* **Source text**
# Swarms of catfish



## CatHunter (Dec 31, 2008)

It looks like my catfish have moved into their wintering hole. I probably caught 30-40 channel and bluecats 1-3 pounds and kept a few for a snack.

I need a few more cold snaps to get the big guys swarming. I didn't have much bait just 2 cups of worms and a few minnows.

https://www.youtube.com/watch?v=JUpx6FscfNY


----------



## OTTE*DA*WORM (Feb 12, 2011)

Looks like it was a great day anyways. How do you manage all them lines in the water at one time? You must look like a crazy man when them drags start zinging. I bet you can reel all six at the same time, and still smoke you a ciggy. Lol. (I dont know if you smoke, I just threw the ciggy part in there for fun) O*D*W


----------



## CatHunter (Dec 31, 2008)

It takes a lot of practice.


----------



## fishn4fun (May 11, 2008)

Very nice. I want to catch some out of my yak what kind of depths and bottom structures do you look for?


----------



## CatHunter (Dec 31, 2008)

There is a video up top with the depth, look for the schools of fish in 35 feet of water


----------



## fishn4fun (May 11, 2008)

CatHunter said:


> There is a video up top with the depth, look for the schools of fish in 35 feet of water


Cool thanks. I didn't see the video link earlier


----------



## basnbud (Jul 20, 2011)

cat, was that on eacambia?


----------



## CatHunter (Dec 31, 2008)

basnbud said:


> cat, was that on eacambia?


Yup


----------



## basnbud (Jul 20, 2011)

right on !


----------

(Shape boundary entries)
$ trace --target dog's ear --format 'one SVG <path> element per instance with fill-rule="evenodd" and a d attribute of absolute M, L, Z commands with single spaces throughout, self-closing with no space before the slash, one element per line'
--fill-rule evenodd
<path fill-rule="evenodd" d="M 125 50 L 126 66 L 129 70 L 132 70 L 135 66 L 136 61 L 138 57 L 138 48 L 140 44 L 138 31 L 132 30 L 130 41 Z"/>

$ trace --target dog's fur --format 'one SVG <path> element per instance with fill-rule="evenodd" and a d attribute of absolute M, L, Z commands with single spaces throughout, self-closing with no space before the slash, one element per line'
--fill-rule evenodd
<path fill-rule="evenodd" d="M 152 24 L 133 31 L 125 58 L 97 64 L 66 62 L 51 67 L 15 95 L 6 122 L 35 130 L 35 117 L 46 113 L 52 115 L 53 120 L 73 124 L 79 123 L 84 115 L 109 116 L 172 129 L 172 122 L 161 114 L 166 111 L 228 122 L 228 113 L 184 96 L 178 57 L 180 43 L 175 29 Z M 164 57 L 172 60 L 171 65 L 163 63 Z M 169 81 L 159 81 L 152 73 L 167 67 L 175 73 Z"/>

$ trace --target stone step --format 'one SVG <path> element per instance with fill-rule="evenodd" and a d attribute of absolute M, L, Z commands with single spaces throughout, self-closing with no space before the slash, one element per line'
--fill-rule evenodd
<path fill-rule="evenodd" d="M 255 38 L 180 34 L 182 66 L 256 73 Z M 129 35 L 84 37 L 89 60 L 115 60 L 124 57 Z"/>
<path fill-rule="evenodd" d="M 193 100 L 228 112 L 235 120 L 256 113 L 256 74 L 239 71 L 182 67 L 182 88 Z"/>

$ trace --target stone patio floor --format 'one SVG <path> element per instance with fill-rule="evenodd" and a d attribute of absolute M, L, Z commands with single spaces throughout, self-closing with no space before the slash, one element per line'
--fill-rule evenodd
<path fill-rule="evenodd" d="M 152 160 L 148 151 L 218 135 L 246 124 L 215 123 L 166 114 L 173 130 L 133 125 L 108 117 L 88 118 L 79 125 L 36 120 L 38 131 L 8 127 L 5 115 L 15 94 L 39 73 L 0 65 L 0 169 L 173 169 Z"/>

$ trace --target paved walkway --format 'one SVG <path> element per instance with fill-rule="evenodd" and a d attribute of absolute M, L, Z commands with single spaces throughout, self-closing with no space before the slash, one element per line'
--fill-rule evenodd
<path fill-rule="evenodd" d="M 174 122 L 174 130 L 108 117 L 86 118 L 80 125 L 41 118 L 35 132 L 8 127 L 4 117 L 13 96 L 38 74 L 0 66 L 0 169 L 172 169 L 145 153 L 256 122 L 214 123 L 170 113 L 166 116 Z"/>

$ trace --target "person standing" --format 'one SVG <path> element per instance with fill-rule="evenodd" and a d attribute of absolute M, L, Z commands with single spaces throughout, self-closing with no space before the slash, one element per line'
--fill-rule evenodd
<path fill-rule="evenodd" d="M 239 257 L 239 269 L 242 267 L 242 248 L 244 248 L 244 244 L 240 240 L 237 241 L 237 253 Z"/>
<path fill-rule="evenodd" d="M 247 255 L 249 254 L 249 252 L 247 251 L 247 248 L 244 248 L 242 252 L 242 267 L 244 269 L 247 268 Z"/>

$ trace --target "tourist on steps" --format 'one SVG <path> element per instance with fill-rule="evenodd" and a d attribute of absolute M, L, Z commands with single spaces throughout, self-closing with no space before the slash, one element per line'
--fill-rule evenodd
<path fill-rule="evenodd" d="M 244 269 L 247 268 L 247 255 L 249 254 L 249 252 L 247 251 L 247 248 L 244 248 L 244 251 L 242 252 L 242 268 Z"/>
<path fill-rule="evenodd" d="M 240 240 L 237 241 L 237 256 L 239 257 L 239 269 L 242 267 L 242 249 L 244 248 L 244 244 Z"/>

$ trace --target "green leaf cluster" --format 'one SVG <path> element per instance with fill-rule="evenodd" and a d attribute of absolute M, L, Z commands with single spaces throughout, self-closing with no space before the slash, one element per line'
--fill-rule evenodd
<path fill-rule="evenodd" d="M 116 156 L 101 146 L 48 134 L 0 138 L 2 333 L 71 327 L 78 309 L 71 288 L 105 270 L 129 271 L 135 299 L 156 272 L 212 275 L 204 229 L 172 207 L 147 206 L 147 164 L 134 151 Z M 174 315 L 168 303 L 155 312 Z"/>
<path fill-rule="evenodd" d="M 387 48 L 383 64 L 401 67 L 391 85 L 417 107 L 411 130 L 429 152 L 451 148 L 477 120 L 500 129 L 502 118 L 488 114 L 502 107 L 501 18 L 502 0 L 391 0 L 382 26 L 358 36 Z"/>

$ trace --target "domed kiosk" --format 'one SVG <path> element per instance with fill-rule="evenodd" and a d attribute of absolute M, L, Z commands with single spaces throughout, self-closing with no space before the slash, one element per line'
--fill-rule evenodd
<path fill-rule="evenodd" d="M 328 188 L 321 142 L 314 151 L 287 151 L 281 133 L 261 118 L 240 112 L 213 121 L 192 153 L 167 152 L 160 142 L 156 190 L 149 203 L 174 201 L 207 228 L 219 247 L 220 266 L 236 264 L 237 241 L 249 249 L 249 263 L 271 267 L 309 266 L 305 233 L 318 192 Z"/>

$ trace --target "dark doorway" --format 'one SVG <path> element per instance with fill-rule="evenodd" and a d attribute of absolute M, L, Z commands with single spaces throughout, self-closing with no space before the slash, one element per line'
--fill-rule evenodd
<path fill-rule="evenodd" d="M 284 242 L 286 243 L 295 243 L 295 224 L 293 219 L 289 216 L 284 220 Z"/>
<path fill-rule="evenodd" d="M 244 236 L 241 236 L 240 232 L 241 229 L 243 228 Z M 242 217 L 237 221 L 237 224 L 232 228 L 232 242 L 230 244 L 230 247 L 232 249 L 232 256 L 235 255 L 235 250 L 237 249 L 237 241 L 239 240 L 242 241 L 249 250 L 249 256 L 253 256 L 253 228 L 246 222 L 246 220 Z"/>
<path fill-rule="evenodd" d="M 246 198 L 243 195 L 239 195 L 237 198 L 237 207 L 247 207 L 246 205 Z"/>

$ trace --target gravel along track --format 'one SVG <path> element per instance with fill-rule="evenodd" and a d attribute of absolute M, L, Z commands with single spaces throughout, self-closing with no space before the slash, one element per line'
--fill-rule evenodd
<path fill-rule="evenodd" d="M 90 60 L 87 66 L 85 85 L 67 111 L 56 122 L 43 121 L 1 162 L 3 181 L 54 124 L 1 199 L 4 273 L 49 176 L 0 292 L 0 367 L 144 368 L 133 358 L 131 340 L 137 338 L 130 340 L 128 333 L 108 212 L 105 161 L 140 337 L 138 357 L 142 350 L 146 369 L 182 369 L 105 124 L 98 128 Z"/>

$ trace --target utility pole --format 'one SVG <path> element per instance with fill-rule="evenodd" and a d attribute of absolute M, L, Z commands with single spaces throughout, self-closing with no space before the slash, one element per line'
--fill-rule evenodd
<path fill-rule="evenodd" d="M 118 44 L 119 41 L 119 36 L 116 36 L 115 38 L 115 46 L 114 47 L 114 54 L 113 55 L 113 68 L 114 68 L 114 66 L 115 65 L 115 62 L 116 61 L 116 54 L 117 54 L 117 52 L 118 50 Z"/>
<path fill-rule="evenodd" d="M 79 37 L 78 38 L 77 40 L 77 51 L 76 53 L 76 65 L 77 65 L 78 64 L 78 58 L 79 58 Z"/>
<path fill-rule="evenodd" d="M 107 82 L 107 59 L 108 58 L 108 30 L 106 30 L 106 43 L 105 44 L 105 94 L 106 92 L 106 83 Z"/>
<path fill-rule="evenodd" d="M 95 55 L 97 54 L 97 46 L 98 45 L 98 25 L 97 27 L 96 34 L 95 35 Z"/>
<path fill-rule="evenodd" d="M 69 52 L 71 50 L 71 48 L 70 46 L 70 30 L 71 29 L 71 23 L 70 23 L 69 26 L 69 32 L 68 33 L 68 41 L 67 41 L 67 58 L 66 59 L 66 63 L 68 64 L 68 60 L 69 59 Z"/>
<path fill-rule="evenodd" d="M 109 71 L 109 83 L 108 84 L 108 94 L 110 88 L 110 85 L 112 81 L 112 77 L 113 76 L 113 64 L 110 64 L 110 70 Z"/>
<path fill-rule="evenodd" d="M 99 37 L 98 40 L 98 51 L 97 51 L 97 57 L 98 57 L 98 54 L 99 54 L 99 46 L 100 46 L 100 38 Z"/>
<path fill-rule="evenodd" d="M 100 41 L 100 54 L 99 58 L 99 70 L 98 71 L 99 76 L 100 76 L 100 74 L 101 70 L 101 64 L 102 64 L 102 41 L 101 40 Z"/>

* **Exercise description**
Reproduce the passage of the catfish thread from "It looks like" up to and including "(Feb 12, 2011)", word for word. The listing comes from a separate source.

* **Worked solution**
It looks like my catfish have moved into their wintering hole. I probably caught 30-40 channel and bluecats 1-3 pounds and kept a few for a snack.

I need a few more cold snaps to get the big guys swarming. I didn't have much bait just 2 cups of worms and a few minnows.

https://www.youtube.com/watch?v=JUpx6FscfNY


----------



## OTTE*DA*WORM (Feb 12, 2011)